# AIM
Duplicate the lines of the listing between the line holding "Find glass window" and the line holding "[372,619,434,637]", inclusive, and reproduce nothing else.

# EXERCISE INPUT
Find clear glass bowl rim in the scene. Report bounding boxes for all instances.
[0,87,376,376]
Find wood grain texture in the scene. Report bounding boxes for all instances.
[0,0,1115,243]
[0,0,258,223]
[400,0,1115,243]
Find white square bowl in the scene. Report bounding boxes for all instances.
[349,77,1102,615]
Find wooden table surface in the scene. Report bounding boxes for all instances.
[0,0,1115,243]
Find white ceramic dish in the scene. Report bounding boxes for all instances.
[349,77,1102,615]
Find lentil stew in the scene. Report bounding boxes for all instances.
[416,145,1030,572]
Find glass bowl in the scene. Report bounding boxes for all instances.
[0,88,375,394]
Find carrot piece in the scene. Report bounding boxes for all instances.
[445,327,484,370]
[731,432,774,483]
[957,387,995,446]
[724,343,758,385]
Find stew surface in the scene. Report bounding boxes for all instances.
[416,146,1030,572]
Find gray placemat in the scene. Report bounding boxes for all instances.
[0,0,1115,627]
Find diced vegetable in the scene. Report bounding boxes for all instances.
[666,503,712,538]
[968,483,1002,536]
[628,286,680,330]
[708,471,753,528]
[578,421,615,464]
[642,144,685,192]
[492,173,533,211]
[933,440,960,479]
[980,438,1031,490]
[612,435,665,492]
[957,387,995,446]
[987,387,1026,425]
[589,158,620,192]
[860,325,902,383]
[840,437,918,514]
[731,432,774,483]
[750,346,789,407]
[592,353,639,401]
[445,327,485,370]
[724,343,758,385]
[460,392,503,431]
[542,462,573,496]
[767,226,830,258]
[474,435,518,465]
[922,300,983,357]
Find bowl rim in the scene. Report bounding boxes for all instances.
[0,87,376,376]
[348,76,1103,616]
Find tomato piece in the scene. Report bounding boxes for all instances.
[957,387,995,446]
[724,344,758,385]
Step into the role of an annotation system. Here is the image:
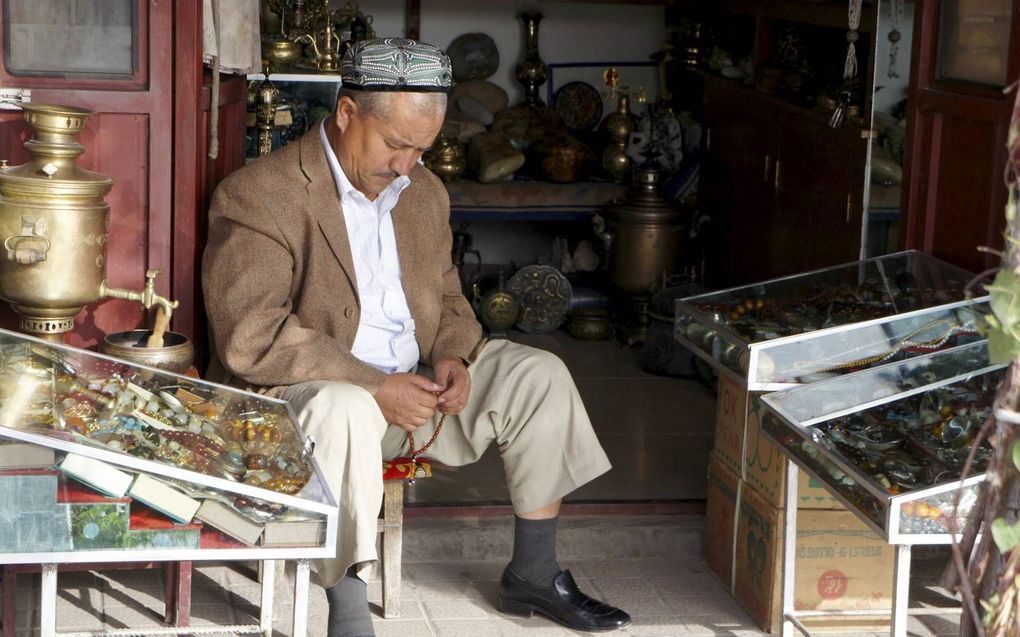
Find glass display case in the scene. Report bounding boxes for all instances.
[0,330,337,564]
[675,251,987,391]
[762,342,1007,544]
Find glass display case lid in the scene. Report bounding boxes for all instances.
[762,342,1007,543]
[676,251,987,390]
[0,330,337,519]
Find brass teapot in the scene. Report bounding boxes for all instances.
[0,103,177,341]
[423,132,467,181]
[298,20,340,71]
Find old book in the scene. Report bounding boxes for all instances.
[128,473,200,524]
[0,442,56,469]
[195,498,262,545]
[262,518,325,546]
[60,454,135,497]
[57,479,131,550]
[124,503,202,548]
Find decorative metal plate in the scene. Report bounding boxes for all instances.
[507,265,572,334]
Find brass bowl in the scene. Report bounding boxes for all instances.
[99,329,195,374]
[262,38,301,69]
[567,308,613,340]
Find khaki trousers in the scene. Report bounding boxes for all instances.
[283,340,610,587]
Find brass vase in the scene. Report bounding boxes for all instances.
[514,13,549,104]
[599,93,634,182]
[0,103,176,340]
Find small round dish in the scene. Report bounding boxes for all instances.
[553,82,602,130]
[447,34,500,82]
[507,265,572,334]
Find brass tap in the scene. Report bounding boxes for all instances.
[99,269,181,318]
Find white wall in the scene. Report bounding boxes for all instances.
[360,0,666,104]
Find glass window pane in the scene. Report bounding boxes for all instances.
[938,0,1012,87]
[3,0,138,77]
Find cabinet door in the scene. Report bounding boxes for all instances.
[771,117,867,276]
[701,78,776,286]
[0,0,173,347]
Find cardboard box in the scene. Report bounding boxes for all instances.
[743,392,846,511]
[732,484,895,632]
[712,374,844,510]
[705,452,741,589]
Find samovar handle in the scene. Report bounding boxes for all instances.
[3,217,50,265]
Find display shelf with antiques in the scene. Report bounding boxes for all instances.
[684,0,877,287]
[762,342,1007,637]
[0,331,337,564]
[675,251,987,391]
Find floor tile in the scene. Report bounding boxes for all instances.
[431,620,500,637]
[372,619,434,637]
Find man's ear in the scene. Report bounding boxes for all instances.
[334,95,358,132]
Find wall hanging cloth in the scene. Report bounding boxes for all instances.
[202,0,262,159]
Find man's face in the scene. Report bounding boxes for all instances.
[334,93,444,200]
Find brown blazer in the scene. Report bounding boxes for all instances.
[202,126,482,394]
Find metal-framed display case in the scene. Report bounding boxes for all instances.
[675,251,987,391]
[762,342,1007,637]
[0,330,338,564]
[762,342,1006,544]
[0,330,338,636]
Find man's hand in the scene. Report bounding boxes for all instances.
[374,370,440,432]
[435,356,471,415]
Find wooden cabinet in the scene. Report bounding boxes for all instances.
[699,0,876,286]
[904,0,1020,271]
[700,76,867,286]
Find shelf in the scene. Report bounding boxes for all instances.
[719,0,875,33]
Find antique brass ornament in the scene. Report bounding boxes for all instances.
[298,20,340,71]
[262,36,301,74]
[602,163,687,344]
[473,272,523,334]
[599,93,634,182]
[513,13,549,104]
[0,103,177,341]
[99,329,195,374]
[423,132,467,182]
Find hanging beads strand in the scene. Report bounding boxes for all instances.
[885,0,904,79]
[843,0,864,79]
[829,0,864,128]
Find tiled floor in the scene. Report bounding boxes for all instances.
[0,333,959,637]
[3,516,959,637]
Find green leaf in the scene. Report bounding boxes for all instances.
[987,326,1020,364]
[991,518,1020,554]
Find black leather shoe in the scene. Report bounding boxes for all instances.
[500,567,630,631]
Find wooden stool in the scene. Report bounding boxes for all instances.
[3,562,192,637]
[378,458,432,619]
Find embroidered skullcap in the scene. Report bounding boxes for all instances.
[340,38,453,93]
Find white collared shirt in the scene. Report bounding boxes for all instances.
[319,121,419,374]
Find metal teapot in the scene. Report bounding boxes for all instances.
[298,20,340,70]
[0,104,177,341]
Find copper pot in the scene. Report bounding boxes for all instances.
[99,329,195,374]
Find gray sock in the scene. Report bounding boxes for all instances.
[325,567,375,637]
[510,516,560,586]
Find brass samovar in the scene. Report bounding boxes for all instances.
[600,163,689,344]
[0,103,177,341]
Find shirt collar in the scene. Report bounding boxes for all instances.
[319,119,411,203]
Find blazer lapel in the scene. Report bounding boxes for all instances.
[393,175,423,316]
[300,126,358,296]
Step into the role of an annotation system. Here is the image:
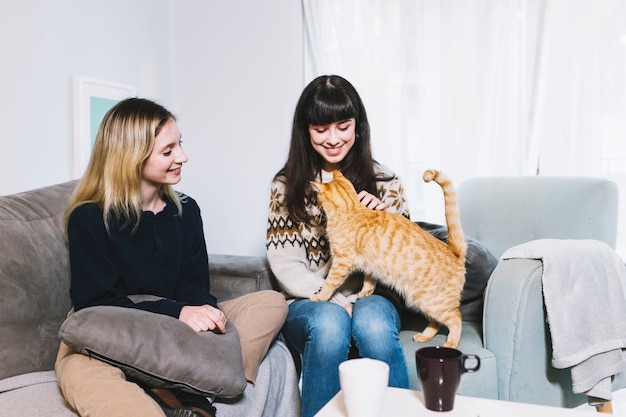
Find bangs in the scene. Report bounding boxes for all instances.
[306,89,357,125]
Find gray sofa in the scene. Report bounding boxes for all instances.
[400,176,626,407]
[0,177,626,417]
[0,182,297,417]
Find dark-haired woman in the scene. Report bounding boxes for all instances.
[266,75,409,417]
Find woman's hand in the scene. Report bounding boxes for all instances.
[358,190,387,211]
[178,304,226,333]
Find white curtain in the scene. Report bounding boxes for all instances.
[303,0,626,255]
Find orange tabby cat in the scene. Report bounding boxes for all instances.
[311,170,467,348]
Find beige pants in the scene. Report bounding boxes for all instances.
[55,291,287,417]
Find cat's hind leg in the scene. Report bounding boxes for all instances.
[413,321,441,342]
[443,308,463,348]
[356,275,376,298]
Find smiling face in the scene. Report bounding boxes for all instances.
[141,119,188,189]
[309,118,356,171]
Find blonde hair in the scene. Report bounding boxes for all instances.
[65,98,182,233]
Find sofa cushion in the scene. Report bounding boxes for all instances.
[0,181,76,379]
[59,306,247,398]
[0,371,78,417]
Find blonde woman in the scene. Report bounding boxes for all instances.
[56,98,287,417]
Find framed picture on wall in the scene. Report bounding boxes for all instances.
[73,76,136,178]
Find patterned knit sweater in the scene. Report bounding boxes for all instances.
[266,164,409,305]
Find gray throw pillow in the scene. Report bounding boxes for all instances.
[59,306,247,398]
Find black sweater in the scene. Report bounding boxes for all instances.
[68,193,217,318]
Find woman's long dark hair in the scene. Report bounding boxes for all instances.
[276,75,388,223]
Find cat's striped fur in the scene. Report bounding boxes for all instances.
[311,170,467,347]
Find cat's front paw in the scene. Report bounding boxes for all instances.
[309,290,333,301]
[356,288,374,298]
[413,333,433,343]
[309,294,325,301]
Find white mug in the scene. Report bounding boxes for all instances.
[339,358,389,417]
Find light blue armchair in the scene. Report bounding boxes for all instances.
[400,176,626,407]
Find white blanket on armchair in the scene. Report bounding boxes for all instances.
[502,239,626,401]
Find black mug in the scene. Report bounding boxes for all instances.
[415,346,480,411]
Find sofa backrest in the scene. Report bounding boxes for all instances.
[0,181,76,379]
[458,176,619,258]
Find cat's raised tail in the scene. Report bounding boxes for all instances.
[422,169,467,262]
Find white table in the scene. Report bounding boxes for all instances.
[315,388,617,417]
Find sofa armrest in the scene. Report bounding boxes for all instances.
[483,259,587,407]
[209,254,279,302]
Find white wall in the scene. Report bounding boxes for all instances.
[0,0,173,194]
[173,0,304,255]
[0,0,303,255]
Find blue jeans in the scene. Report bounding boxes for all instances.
[283,295,409,417]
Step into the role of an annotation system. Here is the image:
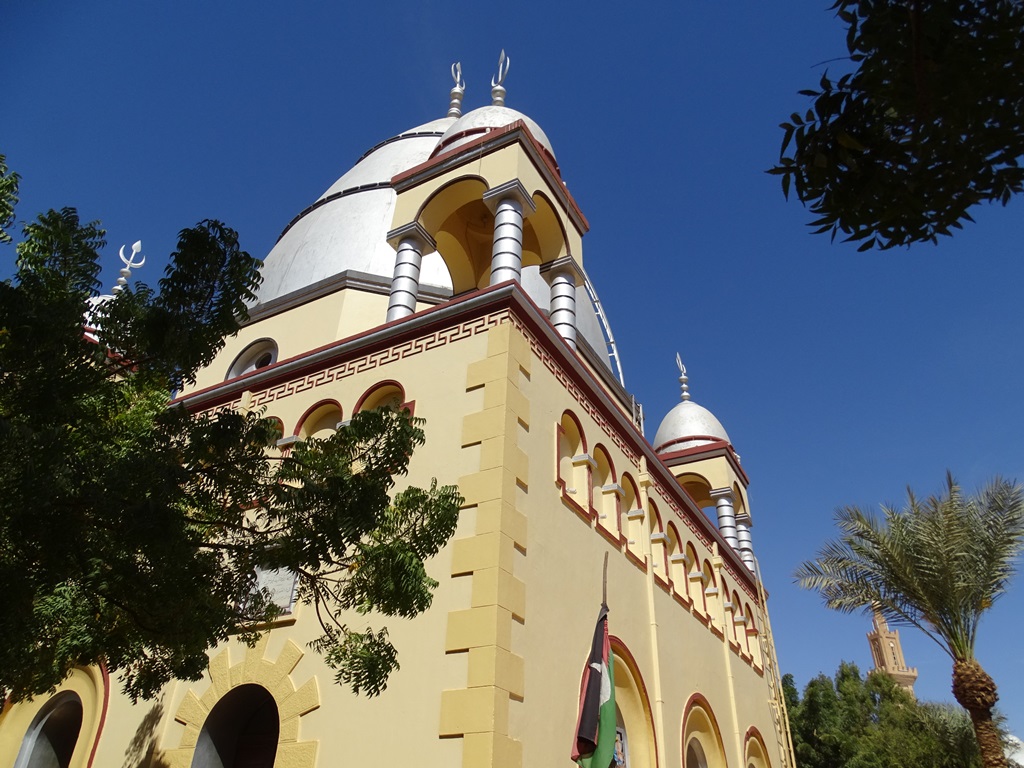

# CORRECT ANSWER
Find glass window pane in the scene. Report bounding boxes for all instances.
[938,0,1012,87]
[3,0,138,77]
Find cabinet door in the scene. Report bounding boxes for all instances.
[771,117,867,276]
[701,78,776,286]
[0,0,173,347]
Find cardboard box in the scene. Report bounding boxes for all instances.
[743,392,846,511]
[732,484,895,632]
[712,374,844,510]
[705,452,741,589]
Find samovar handle in the scene. Report bounding boxes for all instances.
[3,217,50,265]
Find display shelf with antiques in the scene. Report bounding boxes for all instances.
[684,0,877,287]
[762,342,1007,637]
[0,331,337,564]
[675,251,987,391]
Find floor tile in the scene. Report bounding boxes for all instances.
[431,620,500,637]
[372,619,434,637]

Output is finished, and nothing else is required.